→ TASK DIRECTIONS
Set down exactly the lines in the records below that run from the line with "box: [296, 321, 310, 353]" to the line with "positive clicks: (382, 484)", inclusive, and nothing more.

━━ RECORDS FOR THE EXERCISE

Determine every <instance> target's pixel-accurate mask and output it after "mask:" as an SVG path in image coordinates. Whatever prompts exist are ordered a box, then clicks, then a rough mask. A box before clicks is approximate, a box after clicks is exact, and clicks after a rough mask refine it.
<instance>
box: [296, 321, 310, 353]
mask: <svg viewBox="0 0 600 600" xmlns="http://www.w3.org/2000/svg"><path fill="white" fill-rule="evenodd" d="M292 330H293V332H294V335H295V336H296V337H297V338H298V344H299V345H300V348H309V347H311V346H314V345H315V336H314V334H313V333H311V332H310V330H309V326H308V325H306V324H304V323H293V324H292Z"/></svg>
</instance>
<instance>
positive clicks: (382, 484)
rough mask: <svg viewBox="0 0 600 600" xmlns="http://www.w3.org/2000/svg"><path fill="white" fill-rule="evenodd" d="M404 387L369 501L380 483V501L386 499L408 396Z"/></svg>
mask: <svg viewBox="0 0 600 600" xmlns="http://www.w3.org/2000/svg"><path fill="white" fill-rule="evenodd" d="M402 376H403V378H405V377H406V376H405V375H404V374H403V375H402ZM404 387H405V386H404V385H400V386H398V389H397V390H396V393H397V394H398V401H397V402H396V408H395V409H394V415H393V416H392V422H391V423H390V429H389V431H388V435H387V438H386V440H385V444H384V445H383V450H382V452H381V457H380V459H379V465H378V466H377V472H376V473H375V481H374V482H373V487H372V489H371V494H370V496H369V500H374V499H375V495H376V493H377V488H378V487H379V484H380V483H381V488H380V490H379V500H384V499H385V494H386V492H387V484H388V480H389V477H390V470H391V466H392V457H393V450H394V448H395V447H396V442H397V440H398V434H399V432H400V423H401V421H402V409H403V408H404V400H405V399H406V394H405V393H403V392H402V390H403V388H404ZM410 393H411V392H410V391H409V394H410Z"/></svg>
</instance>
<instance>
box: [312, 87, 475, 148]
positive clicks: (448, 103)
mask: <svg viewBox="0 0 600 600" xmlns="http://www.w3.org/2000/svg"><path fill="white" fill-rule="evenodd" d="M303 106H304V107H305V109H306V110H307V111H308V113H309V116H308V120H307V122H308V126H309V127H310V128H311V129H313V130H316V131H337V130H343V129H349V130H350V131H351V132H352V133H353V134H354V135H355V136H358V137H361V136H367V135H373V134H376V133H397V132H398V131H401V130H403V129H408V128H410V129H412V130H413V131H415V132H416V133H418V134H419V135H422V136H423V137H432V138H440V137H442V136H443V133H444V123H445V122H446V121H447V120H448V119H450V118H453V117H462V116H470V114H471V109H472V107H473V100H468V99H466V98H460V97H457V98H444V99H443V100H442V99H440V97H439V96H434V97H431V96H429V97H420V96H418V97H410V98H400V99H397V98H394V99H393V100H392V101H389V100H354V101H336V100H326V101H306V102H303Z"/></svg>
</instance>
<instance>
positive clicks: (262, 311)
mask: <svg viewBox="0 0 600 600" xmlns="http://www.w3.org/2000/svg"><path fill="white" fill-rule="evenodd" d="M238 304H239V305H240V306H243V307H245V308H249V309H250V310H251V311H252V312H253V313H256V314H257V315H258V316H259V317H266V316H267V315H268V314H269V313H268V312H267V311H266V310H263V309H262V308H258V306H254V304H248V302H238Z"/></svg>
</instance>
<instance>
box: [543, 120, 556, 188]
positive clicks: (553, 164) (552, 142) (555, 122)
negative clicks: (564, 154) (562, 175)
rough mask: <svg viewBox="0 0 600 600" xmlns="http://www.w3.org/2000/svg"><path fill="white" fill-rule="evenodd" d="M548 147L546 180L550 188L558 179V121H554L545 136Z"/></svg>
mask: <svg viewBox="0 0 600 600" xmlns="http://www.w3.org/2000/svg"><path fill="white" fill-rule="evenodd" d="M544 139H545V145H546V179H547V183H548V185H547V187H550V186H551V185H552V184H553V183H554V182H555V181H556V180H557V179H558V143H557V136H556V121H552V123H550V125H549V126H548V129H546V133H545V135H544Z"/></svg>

━━━━

→ ANSWER AREA
box: [296, 321, 310, 353]
mask: <svg viewBox="0 0 600 600" xmlns="http://www.w3.org/2000/svg"><path fill="white" fill-rule="evenodd" d="M292 330H293V332H294V335H295V336H296V337H297V338H298V344H299V345H300V348H309V347H311V346H314V345H315V336H314V334H313V333H311V332H310V330H309V326H308V325H306V324H304V323H293V324H292Z"/></svg>
</instance>
<instance>
positive clicks: (382, 484)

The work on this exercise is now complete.